Read the data, and whenever a line holds the word "snow", report that line.

▸ **Image point grounding data**:
━━━━━━
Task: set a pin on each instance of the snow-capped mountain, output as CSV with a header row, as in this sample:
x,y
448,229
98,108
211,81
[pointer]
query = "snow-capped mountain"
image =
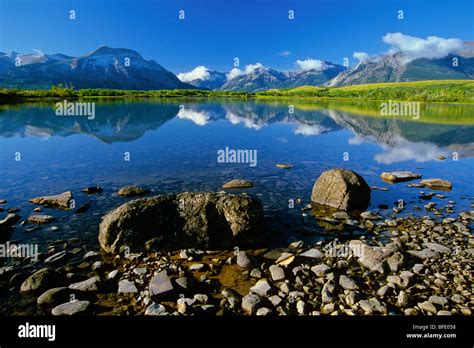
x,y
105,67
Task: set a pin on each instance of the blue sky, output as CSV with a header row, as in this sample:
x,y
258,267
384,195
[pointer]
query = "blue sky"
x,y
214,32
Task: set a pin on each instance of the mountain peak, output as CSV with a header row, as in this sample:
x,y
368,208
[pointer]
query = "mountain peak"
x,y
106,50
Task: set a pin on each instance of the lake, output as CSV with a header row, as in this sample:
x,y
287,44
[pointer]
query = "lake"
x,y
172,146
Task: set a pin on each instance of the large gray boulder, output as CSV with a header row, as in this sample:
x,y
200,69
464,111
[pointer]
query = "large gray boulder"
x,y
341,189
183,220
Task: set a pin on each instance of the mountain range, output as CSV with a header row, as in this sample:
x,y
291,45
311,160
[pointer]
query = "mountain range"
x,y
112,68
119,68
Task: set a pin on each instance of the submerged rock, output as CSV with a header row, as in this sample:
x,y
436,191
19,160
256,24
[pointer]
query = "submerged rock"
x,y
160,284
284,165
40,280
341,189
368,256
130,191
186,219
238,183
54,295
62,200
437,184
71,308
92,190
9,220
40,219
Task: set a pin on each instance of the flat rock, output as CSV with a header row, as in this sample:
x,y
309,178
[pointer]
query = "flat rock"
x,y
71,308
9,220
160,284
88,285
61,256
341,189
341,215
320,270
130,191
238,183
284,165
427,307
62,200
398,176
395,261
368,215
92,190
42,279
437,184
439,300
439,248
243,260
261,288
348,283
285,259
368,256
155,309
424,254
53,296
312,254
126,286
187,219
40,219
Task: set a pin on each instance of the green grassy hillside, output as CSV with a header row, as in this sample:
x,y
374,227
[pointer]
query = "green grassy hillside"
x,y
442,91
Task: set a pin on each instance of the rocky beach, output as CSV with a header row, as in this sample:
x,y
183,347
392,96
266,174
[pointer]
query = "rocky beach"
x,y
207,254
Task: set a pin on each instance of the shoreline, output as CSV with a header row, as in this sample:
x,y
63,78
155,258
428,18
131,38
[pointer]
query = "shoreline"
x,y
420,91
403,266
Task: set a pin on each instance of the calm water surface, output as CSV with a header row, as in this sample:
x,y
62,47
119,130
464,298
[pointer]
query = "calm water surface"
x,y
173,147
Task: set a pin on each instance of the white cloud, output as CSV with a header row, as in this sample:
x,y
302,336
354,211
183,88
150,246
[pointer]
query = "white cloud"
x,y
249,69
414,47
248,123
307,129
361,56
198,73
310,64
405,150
━━━━━━
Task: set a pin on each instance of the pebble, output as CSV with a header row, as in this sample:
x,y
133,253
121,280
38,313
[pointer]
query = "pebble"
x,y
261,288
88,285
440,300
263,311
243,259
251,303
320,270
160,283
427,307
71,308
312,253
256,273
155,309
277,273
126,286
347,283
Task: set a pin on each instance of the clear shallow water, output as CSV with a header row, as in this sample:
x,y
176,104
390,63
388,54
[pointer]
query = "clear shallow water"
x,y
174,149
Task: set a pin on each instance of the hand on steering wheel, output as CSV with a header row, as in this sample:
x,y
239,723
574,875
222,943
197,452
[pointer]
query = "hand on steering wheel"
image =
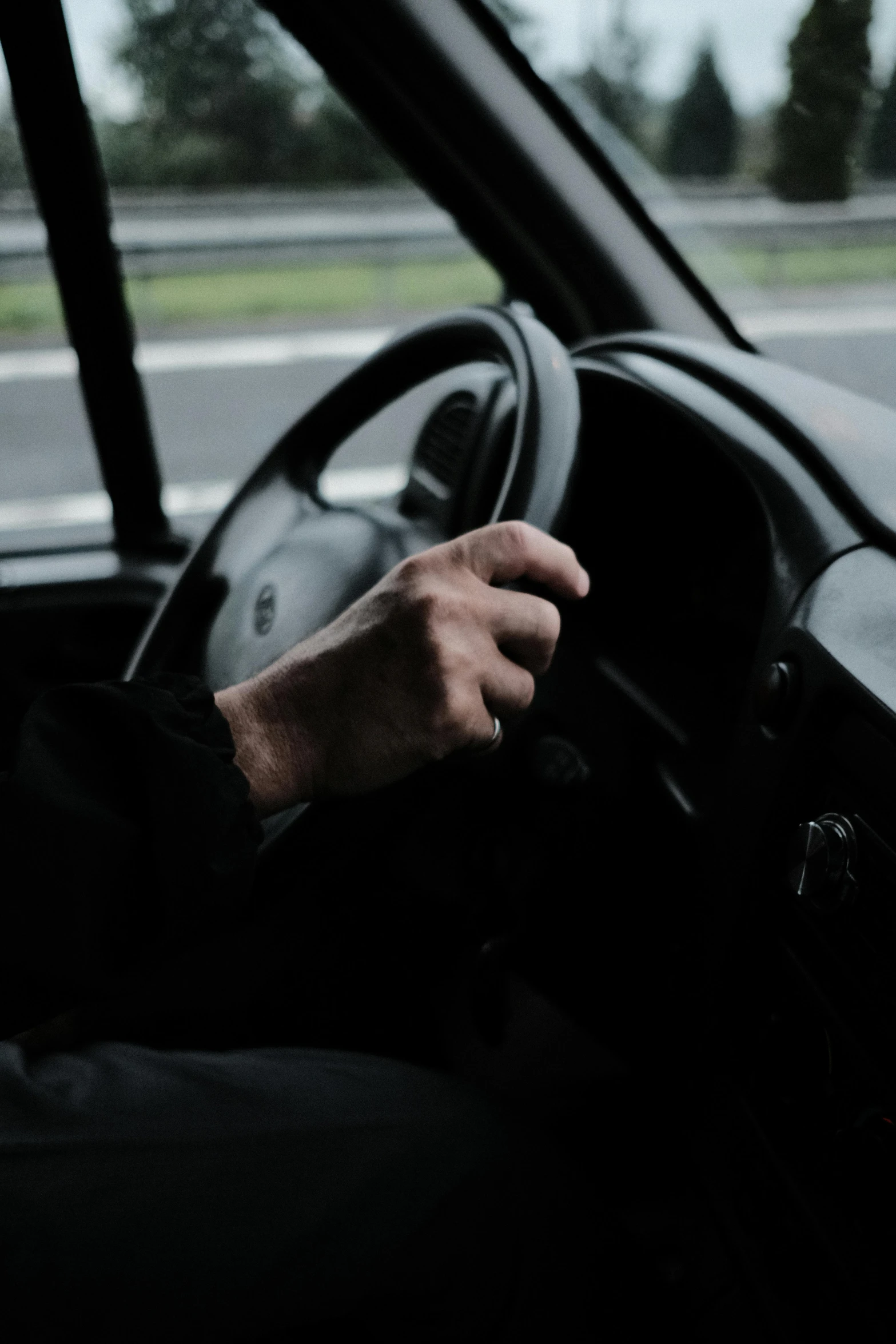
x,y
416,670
━━━━━━
▸ **Answer to this problem**:
Task: set a pin on each instance of the snow-capped mountain, output as CSV with a header row, as in this sample:
query = "snow-capped mountain"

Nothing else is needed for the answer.